**GIVEN TASK**
Return each line of the data below that contains the string "evergreen", treating uppercase and lowercase letters as different.

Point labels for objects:
---*---
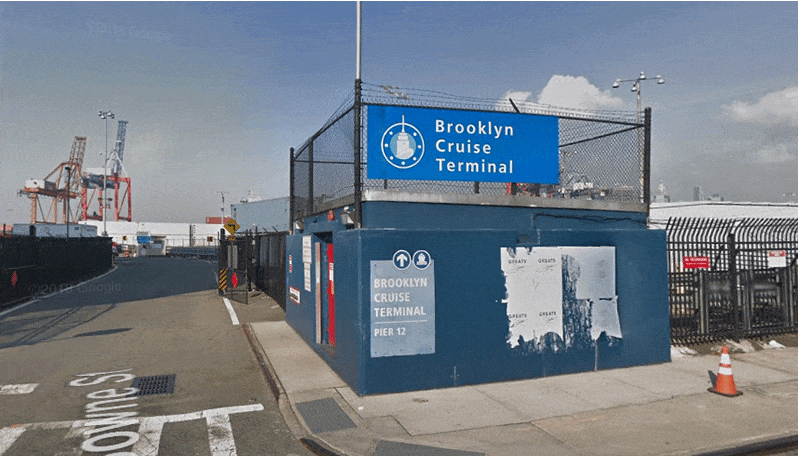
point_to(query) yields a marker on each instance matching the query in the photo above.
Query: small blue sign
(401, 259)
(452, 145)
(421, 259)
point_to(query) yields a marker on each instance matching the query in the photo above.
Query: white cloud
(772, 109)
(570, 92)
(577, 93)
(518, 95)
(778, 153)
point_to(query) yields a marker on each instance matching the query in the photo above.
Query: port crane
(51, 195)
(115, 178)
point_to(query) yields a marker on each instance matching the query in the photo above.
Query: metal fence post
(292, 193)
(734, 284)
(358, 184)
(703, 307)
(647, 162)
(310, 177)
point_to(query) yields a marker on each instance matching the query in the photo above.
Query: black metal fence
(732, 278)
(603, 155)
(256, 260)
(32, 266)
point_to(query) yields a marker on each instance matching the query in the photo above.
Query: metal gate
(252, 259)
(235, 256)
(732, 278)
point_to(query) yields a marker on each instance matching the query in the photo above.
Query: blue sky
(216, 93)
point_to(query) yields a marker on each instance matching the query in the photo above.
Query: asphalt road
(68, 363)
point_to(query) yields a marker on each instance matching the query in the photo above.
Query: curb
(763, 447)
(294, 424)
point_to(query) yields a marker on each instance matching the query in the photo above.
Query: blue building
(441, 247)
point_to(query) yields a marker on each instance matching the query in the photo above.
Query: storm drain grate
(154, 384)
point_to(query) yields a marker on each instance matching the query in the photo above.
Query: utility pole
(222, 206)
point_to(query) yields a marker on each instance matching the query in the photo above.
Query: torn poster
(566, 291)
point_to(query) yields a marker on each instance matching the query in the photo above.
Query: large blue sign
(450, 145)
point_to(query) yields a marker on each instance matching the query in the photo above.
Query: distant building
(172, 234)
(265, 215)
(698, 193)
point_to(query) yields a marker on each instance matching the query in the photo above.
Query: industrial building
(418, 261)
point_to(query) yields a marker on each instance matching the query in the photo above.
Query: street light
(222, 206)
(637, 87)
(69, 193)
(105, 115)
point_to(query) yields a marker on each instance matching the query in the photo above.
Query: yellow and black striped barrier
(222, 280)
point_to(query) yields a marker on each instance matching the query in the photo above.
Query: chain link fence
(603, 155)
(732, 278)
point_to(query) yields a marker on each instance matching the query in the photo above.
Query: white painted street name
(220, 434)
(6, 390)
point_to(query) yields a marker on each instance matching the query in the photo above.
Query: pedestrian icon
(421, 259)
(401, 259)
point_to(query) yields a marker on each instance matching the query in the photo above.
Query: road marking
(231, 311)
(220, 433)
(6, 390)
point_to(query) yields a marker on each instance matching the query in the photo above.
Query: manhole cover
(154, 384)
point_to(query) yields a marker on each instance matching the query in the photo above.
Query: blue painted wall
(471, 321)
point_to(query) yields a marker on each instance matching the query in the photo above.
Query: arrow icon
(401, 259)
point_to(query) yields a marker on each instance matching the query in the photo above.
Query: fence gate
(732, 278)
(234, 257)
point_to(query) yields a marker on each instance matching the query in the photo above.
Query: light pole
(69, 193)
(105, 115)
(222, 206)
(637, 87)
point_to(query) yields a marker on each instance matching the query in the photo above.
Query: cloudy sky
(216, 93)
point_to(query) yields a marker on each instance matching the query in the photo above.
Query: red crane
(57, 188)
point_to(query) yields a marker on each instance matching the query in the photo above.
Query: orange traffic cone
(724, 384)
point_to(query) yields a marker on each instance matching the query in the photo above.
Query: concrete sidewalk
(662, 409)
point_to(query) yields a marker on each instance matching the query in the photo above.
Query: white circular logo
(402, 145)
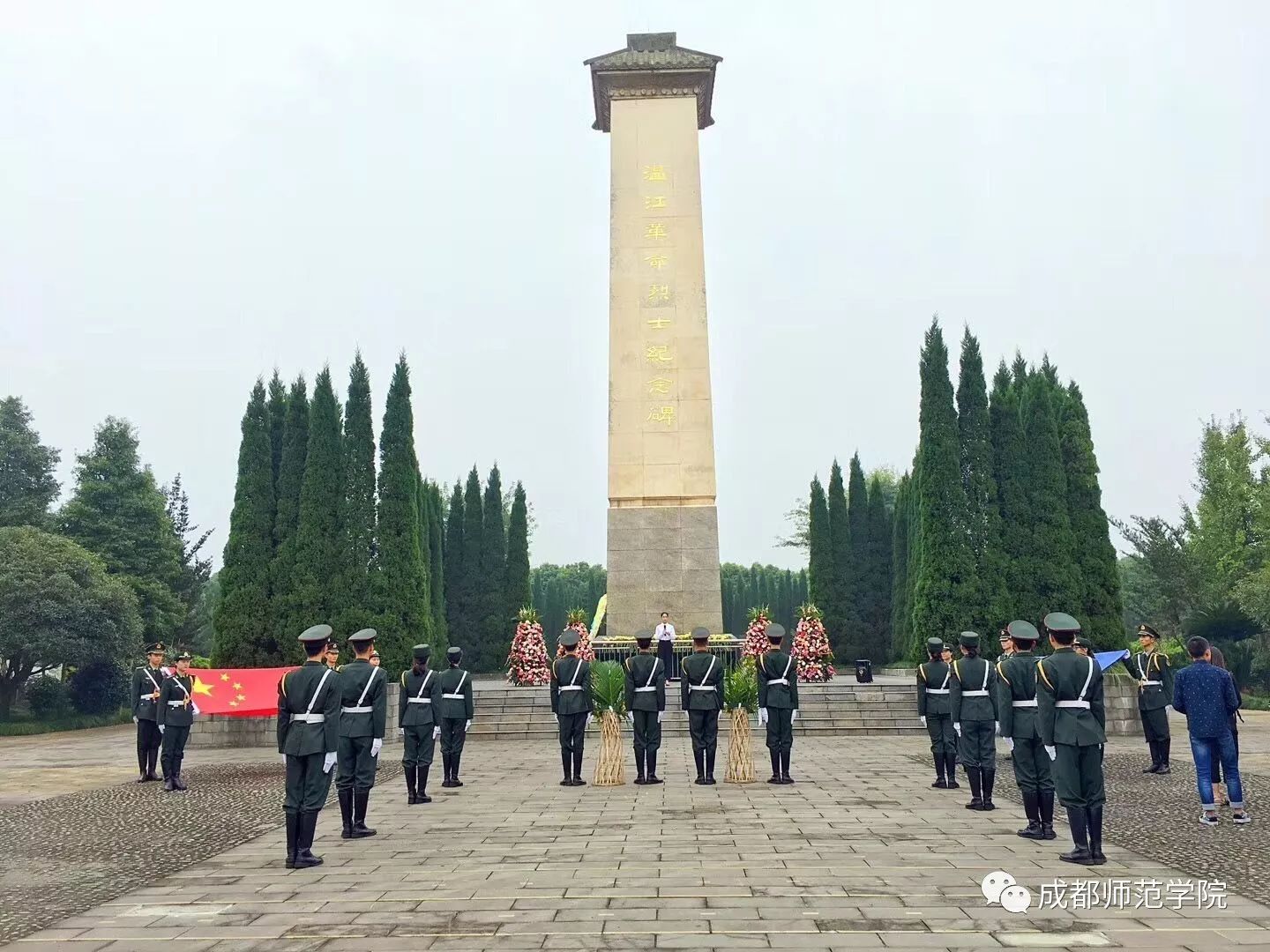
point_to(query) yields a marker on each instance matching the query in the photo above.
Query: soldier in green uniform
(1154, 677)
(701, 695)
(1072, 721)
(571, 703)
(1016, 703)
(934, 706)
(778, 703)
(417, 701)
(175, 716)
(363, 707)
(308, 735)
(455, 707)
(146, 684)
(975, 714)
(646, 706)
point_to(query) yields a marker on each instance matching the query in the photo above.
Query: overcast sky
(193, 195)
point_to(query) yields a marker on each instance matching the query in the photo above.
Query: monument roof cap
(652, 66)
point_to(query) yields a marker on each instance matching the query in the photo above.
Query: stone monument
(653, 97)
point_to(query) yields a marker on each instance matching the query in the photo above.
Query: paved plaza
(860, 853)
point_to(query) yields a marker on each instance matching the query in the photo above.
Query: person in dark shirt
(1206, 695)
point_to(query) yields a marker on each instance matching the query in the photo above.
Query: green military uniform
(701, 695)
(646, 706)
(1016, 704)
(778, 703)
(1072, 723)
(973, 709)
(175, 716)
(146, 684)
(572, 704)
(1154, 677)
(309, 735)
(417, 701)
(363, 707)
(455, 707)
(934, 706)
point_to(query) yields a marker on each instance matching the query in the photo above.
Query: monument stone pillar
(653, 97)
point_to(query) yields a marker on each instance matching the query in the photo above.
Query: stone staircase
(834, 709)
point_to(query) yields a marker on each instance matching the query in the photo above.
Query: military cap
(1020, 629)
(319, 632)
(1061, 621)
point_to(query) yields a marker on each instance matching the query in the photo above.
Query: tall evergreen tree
---*---
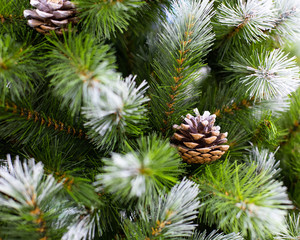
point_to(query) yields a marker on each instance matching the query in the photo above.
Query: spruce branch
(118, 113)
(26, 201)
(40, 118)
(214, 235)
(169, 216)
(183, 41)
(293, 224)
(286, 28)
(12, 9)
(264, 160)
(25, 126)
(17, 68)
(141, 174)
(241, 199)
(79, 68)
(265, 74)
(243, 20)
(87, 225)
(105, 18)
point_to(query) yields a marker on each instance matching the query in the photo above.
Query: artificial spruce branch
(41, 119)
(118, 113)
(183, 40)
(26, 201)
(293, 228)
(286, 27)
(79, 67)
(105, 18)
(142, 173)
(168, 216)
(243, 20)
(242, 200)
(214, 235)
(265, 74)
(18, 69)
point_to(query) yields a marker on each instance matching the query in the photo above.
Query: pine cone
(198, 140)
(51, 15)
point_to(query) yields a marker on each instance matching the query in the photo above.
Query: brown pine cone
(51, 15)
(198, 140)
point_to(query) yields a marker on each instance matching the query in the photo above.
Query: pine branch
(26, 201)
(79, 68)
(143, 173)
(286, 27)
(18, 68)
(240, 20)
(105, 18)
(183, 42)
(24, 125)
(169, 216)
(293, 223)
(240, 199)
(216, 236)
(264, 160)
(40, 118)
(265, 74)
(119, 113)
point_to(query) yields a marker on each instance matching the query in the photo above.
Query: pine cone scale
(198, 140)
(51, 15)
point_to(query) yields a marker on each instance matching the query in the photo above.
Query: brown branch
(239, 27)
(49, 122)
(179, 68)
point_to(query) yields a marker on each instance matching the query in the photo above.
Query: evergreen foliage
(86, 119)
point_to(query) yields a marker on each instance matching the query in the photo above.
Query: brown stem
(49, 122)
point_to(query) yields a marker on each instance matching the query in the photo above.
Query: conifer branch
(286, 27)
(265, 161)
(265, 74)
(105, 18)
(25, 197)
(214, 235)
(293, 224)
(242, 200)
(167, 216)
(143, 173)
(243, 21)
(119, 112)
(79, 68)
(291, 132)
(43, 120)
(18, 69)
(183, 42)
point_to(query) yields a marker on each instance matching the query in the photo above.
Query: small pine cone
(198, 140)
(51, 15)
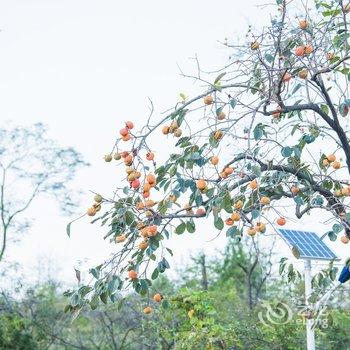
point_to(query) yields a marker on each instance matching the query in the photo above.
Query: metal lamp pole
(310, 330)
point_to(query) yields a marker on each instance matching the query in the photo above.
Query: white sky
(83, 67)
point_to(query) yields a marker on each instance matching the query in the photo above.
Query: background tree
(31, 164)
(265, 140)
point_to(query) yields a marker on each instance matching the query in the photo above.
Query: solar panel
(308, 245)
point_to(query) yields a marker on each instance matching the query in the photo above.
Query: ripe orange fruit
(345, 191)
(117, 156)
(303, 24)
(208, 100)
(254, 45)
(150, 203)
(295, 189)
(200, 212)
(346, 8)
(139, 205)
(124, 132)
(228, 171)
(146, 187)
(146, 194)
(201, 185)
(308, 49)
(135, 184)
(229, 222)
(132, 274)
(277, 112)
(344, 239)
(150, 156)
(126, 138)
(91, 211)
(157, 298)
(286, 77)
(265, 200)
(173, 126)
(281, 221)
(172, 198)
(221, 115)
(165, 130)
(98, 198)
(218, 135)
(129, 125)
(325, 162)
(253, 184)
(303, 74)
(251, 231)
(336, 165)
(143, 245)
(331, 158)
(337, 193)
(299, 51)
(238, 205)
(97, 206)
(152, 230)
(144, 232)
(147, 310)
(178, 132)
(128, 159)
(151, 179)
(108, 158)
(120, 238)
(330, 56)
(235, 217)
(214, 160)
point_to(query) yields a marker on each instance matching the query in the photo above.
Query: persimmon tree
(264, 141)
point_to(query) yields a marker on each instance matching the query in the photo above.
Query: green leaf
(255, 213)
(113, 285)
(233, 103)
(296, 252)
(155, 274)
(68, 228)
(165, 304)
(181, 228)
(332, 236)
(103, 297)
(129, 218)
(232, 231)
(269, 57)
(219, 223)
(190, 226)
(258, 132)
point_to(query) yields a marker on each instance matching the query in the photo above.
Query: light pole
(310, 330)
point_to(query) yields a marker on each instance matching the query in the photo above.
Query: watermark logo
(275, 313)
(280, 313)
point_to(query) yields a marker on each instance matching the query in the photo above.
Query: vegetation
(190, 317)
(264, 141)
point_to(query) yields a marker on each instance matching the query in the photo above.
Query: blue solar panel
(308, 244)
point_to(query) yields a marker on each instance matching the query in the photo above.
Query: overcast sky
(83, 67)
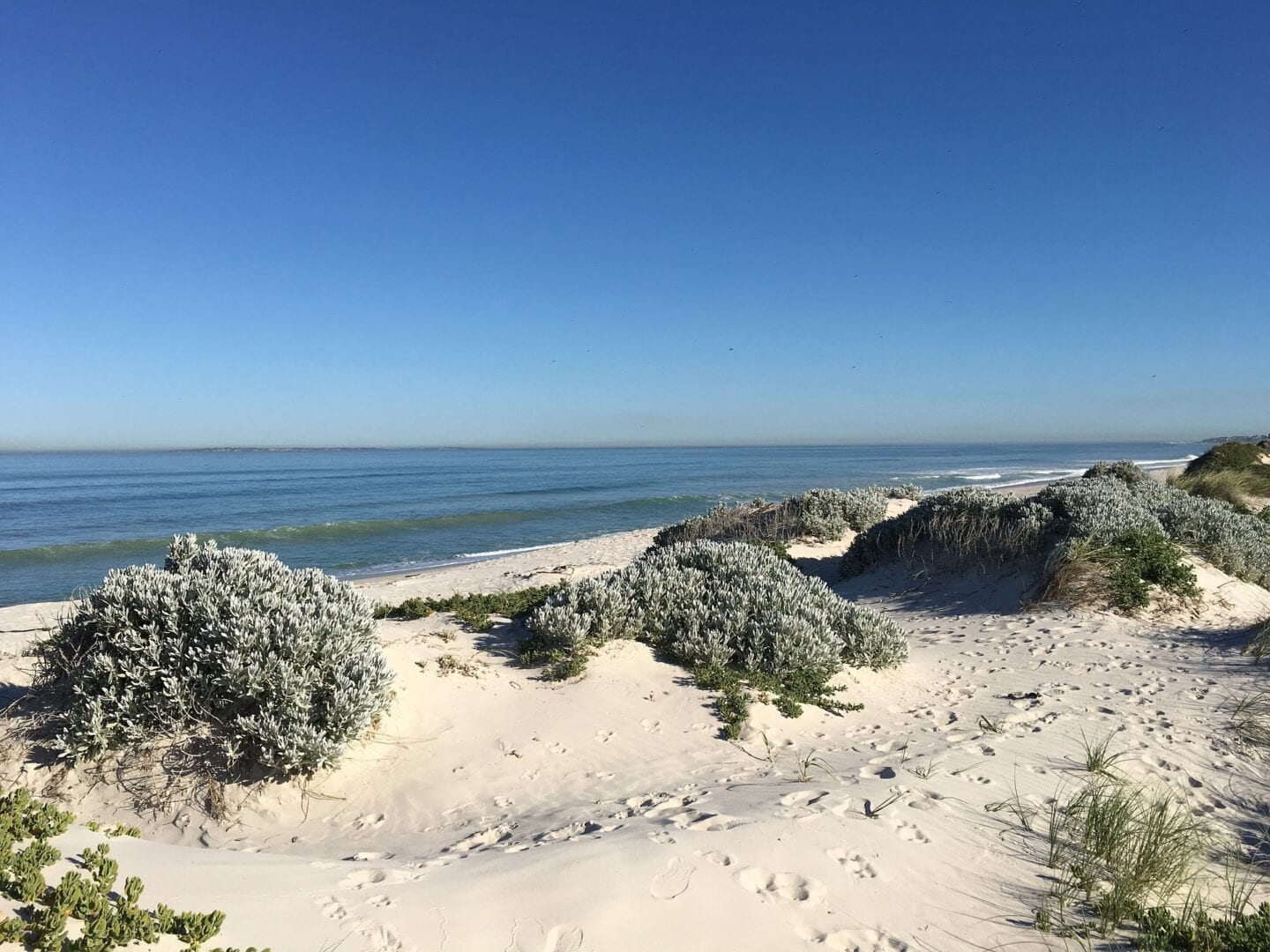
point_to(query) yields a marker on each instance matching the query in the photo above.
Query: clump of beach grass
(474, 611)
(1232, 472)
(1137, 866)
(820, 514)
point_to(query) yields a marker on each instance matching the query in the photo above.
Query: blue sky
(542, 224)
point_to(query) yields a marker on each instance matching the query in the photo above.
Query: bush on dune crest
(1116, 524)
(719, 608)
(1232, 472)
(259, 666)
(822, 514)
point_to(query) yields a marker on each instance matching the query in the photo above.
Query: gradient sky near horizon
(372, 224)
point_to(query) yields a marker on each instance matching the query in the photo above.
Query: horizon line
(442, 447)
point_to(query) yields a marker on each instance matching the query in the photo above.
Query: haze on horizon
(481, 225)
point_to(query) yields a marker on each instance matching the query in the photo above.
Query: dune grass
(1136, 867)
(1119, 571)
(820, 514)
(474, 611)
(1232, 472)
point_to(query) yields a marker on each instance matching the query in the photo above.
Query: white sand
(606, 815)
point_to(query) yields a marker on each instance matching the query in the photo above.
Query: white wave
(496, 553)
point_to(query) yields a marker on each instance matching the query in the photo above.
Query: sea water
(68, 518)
---*---
**ANSWER TO THIS TASK**
Query: tall evergreen tree
Query: evergreen foliage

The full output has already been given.